(ЦЕЛЬ ЗАДАНИЯ) Процитируйте дословно отрывок из текста о Цветкове от слов «Ощущение памятно, только» до слов «к жизненной пестроте.» включительно.

Брем сделался Дуровым. За полтора года неустанных усилий попугая удалось выучить двум русским фразам. При звуках застольного бульканья он вопил: "По второй!" Когда взгляд его падал на другую квартирную фауну, сидевшего в клетке хорька, попугай заявлял: "Хорек – еврей!" Всё.
"не описать какие случаи смешные", – выразился Цветков по другому поводу. Впрочем, по всем поводам вообще.
За тридцать зарубежных лет он медленно и неуклонно продвигался с запада на восток. Сан‑Франциско, Пенсильвания, Вашингтон, Мюнхен, Прага – все ближе к родному Запорожью. Попугай остался в Штатах. Где именно он теперь обижает хорьков и евреев – неизвестно.
|
|
"уже и год и город под вопросом" – быть может, самое выразительное и трогательное, что сказано по‑русски о разрыве и единстве миров при географическом перемещении. Это из сборника "Состояние сна", стихотворения которого написаны между 1978 и 1980 годами – одно лучше другого. Резкий расцвет после отъезда из России – видимо, тот захлеб страшноватой и желанной свободы, который мне очень знаком. То чувство веселого отчаяния, когда осознал, что ты не просто пересек океан, а поменял миры, и полагаться можно лишь на себя, и ты готов к этому, хотя полон ужаса, потому что в прежней жизни хоть и не было многого хорошего, но не было и необходимости отвечать за все самому.
Так, вероятно, приняв сто грамм, поднимаются из окопа.
Ощущение памятно, только я не готовился так, как Цветков, во всем положившись на жизненный произвол. Он ждал и примеривался. "Кто виноват, что прошлое прошло, / А будущее все не наступает" – сказано давно, очень давно, еще когда Цветков писал с запятыми и заглавными. Он подгонял будущее: "Мне было любить не под силу, / В расцвете души молодом, / Холодную тетку Россию / И ветра пожизненный дом". Теперь мне представляется, что, несмотря на различия предварительного периода, результат у нас схожий, созерцательно‑обобщенный, когда все – и холодная тетка, и Новый Свет – стали прошлым. Говорю об этом как человек, знающий Цветкова двадцать с лишним лет, почти ровесник. Почти одновременно "Мы в гулкой башне вавилонской / Сменить решили этажи" – только он осознанно, а я по легкомысленной тяге к жизненной пестроте.
|
|
Мы познакомились в Нью‑Йорке, куда Цветков приехал из своего пенсильванского Карлайла обсуждать с художником Косолаповым обложку новой стихотворно‑прозаической книги "Эдем". Художник с задачей, по‑моему, не справился, воспроизведя на красном фоне гипсового кудрявого Ильича в штанишках до колен. Ильич, конечно, тоже уместен, но не стоило сводить к нему проникновенную Цветковскую лирику о потерянном рае. Это там, в "Эдеме": "и смерть сама у многих под сомненьем / за явным исключением чужой".
После "Эдема", вышедшего в 85‑м, случилось небывалое. С 1986 по 2003 год Цветков не написал ни строчки стихов. Кажется, рекорд – по крайней мере для русской литературы. Долгие перерывы случались (самый известный – у Фета, занявшегося сельским хозяйством), но все‑таки никто не держал сухую голодовку: стишок‑другой позволительно. Здесь же именно – ни строки.

(Несколько записей)

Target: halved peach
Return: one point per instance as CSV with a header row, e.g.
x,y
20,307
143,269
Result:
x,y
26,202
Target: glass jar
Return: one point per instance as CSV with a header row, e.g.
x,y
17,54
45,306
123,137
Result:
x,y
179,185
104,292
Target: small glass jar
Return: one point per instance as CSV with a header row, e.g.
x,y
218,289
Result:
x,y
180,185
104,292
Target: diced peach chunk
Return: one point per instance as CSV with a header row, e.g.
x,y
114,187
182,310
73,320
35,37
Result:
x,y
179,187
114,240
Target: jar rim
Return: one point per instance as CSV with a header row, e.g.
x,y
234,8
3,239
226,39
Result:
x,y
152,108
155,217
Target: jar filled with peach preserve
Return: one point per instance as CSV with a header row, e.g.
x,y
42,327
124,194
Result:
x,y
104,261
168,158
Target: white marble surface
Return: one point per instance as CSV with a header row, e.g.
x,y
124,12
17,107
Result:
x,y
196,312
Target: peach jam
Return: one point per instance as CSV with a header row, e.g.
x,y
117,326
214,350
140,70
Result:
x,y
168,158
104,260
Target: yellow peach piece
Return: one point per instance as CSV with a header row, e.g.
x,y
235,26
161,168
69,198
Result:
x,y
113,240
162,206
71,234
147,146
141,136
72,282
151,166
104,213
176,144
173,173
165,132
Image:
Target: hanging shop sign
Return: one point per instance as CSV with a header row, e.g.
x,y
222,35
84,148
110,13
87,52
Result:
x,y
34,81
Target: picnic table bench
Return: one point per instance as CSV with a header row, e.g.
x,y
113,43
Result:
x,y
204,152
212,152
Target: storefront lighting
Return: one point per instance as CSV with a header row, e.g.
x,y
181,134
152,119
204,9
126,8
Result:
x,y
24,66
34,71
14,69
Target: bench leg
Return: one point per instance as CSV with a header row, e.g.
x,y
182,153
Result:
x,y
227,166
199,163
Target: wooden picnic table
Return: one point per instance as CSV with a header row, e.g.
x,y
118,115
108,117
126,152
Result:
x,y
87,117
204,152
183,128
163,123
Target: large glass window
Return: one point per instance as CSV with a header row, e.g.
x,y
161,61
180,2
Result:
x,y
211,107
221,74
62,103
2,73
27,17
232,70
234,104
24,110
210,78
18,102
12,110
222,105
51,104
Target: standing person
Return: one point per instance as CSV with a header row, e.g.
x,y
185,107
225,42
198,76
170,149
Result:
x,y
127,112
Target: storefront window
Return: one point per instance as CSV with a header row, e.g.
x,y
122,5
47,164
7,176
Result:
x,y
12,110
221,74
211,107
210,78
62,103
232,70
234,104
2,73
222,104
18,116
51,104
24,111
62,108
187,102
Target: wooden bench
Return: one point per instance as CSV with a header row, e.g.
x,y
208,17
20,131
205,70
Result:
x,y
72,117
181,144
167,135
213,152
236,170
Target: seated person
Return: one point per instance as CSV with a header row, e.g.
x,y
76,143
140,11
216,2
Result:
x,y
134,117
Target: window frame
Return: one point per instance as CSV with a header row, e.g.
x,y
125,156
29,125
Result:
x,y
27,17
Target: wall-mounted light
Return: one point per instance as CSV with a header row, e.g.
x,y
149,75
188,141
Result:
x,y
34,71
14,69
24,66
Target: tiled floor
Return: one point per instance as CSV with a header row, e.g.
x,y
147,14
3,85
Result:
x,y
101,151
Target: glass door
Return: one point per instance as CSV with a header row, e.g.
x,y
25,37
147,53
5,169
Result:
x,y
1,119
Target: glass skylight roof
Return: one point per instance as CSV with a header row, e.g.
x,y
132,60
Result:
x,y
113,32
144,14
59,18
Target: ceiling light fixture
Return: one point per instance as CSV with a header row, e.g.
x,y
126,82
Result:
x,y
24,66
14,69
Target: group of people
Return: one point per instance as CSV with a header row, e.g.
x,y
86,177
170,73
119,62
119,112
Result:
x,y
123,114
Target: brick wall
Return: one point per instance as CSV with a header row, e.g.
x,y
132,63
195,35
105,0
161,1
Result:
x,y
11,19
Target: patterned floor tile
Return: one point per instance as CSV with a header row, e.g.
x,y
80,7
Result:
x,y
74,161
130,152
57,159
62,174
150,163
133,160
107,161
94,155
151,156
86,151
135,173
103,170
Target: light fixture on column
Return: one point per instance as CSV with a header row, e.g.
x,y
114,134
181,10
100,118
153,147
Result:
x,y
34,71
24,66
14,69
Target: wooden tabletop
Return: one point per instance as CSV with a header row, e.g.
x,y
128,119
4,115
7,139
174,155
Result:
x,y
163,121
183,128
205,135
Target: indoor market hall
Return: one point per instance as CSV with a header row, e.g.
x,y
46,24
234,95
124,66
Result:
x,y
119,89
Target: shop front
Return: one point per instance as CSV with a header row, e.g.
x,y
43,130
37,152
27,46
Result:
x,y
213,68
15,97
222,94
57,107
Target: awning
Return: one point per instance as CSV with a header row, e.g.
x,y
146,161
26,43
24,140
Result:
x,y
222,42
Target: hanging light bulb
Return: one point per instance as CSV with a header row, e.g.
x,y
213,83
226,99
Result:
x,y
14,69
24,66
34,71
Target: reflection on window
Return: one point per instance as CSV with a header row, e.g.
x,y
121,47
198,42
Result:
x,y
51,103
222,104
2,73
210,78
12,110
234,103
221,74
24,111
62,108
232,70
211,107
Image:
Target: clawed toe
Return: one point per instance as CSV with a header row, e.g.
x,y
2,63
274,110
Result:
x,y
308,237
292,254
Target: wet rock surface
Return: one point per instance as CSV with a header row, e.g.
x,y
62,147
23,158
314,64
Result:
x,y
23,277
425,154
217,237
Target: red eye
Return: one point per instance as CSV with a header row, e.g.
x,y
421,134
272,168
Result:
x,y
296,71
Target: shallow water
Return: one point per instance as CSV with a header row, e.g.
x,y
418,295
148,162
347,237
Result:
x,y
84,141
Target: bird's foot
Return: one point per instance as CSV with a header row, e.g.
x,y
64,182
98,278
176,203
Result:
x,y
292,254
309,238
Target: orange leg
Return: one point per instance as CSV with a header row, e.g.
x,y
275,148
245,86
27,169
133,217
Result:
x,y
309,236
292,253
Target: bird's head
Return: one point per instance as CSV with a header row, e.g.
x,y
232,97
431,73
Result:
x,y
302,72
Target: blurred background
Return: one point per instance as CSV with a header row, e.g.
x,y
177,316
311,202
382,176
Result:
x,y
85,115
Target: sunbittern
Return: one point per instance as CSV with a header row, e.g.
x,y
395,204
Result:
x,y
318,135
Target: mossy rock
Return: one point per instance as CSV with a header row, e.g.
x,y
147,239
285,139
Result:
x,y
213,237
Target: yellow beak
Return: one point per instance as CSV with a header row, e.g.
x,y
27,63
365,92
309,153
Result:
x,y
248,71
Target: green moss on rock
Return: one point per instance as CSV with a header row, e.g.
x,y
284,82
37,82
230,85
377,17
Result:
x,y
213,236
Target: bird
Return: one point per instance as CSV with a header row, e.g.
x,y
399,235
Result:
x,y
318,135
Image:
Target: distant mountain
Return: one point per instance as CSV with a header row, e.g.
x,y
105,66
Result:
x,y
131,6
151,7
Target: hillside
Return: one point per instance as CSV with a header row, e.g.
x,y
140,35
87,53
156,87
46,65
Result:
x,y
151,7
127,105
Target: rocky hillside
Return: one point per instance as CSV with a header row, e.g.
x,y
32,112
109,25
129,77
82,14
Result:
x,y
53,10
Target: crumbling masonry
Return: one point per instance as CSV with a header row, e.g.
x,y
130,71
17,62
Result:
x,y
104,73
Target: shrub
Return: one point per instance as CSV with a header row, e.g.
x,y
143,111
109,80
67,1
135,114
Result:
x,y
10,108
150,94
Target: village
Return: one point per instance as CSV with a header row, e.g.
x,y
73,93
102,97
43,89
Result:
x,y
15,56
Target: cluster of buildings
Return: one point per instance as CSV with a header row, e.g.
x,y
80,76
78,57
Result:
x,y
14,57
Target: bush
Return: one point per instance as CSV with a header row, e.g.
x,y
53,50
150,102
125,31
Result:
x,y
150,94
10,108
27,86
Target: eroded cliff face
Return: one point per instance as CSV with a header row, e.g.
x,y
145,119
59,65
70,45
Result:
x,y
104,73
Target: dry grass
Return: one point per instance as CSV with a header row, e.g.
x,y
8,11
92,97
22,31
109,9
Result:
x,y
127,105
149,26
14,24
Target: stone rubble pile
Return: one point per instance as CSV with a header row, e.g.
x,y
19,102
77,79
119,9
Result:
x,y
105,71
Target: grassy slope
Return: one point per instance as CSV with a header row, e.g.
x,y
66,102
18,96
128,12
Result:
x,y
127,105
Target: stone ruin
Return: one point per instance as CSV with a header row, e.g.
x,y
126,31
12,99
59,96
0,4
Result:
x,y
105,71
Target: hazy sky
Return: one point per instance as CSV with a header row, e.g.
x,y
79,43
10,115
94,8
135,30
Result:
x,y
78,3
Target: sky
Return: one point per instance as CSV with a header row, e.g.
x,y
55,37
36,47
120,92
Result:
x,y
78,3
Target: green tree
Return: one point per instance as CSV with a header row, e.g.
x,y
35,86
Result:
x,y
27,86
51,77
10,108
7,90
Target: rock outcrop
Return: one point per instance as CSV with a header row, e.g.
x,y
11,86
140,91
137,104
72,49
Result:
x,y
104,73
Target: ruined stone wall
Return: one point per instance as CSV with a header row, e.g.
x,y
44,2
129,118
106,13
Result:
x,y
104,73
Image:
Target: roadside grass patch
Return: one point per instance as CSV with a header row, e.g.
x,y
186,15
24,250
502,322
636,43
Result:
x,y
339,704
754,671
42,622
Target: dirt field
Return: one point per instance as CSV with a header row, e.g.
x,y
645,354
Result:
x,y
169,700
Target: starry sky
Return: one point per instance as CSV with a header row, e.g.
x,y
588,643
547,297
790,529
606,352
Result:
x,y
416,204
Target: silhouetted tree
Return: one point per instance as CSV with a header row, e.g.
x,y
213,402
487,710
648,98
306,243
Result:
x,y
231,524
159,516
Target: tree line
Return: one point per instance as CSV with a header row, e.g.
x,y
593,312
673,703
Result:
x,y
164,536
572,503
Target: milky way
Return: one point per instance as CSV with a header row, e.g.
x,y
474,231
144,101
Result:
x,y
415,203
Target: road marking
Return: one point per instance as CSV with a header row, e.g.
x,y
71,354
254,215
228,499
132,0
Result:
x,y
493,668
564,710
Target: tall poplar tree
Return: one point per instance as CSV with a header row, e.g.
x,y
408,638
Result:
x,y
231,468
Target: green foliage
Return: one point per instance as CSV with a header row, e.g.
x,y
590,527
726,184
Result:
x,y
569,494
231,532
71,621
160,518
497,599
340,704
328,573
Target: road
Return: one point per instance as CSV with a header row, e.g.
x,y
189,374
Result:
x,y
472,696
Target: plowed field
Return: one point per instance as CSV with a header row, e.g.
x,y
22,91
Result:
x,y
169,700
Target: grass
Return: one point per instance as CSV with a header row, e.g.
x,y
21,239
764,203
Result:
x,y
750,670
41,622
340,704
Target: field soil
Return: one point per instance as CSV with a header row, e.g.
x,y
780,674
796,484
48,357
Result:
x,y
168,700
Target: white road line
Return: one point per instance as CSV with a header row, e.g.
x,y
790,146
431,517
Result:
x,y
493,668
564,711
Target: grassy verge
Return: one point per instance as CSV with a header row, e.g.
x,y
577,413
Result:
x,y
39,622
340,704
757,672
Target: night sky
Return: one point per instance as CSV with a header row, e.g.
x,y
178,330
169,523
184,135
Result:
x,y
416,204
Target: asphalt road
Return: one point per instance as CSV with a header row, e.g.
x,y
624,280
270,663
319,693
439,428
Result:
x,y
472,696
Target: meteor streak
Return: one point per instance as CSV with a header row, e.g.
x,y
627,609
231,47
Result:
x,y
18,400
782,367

(ПРАВИЛЬНЫЙ ОТВЕТ)
Ощущение памятно, только я не готовился так, как Цветков, во всем положившись на жизненный произвол. Он ждал и примеривался. "Кто виноват, что прошлое прошло, / А будущее все не наступает" – сказано давно, очень давно, еще когда Цветков писал с запятыми и заглавными. Он подгонял будущее: "Мне было любить не под силу, / В расцвете души молодом, / Холодную тетку Россию / И ветра пожизненный дом". Теперь мне представляется, что, несмотря на различия предварительного периода, результат у нас схожий, созерцательно‑обобщенный, когда все – и холодная тетка, и Новый Свет – стали прошлым. Говорю об этом как человек, знающий Цветкова двадцать с лишним лет, почти ровесник. Почти одновременно "Мы в гулкой башне вавилонской / Сменить решили этажи" – только он осознанно, а я по легкомысленной тяге к жизненной пестроте.